▸ Exercise brief
Go over the lines below, and when one contains the word "Quickstart", copy it.

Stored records
= Beginning of Section =

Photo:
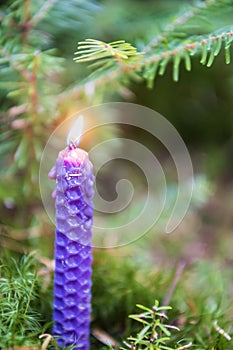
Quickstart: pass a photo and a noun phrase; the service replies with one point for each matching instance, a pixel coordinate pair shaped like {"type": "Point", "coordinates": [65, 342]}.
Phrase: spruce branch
{"type": "Point", "coordinates": [147, 66]}
{"type": "Point", "coordinates": [179, 21]}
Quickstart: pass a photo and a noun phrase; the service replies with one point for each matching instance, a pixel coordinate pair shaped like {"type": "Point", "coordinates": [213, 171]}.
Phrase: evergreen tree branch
{"type": "Point", "coordinates": [42, 12]}
{"type": "Point", "coordinates": [180, 20]}
{"type": "Point", "coordinates": [148, 66]}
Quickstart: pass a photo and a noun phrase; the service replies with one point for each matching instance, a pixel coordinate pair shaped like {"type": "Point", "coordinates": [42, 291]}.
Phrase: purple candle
{"type": "Point", "coordinates": [73, 249]}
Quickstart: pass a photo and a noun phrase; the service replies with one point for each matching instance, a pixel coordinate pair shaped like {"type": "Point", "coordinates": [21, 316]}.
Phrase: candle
{"type": "Point", "coordinates": [74, 216]}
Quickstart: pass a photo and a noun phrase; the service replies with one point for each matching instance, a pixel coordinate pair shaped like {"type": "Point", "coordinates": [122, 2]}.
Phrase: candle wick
{"type": "Point", "coordinates": [72, 145]}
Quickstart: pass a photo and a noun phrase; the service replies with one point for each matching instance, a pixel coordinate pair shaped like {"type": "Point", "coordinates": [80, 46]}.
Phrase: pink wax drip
{"type": "Point", "coordinates": [73, 247]}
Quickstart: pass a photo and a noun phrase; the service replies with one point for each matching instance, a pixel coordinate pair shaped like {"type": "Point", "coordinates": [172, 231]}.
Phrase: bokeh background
{"type": "Point", "coordinates": [41, 86]}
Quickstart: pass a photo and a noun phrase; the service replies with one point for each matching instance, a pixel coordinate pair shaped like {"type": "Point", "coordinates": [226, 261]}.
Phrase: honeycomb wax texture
{"type": "Point", "coordinates": [73, 248]}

= End of Section =

▸ Reply to the exercise
Quickstart: pass a photo and a noun phrase; the service replies with one point for each matching instance, a pixel coordinate pair shaped like {"type": "Point", "coordinates": [65, 342]}.
Quickstart: pass a photo and a noun phrase; the service replies with one point for each matching instance, a pixel coordinate pair shaped like {"type": "Point", "coordinates": [213, 171]}.
Quickstart: pass a photo and a noun phrase; the service replies with one point for each matching instance, a pixel coordinate pair shaped like {"type": "Point", "coordinates": [42, 291]}.
Quickstart: pass a photo and a noun phrase; the service replies with one point for each matching instance, a pixel coordinate pair shaped like {"type": "Point", "coordinates": [21, 316]}.
Quickstart: pass a photo and a noun phrase; the service replies with one point for each matching instance, a pixel coordinate pair shaped like {"type": "Point", "coordinates": [122, 2]}.
Quickstart: pass a photo and a noun phrase; the service replies with one point for each matching instance, a pixel coordinate pair shaped like {"type": "Point", "coordinates": [80, 46]}.
Quickstart: pass a photo and a noun phrase; the service replies with one point for each matching instance, a pixel coordinate pair shaped like {"type": "Point", "coordinates": [172, 231]}.
Quickstart: pass a photo and a noun phrase; the service replies with one point for each matching instance, a pixel coordinate pair shaped like {"type": "Point", "coordinates": [226, 261]}.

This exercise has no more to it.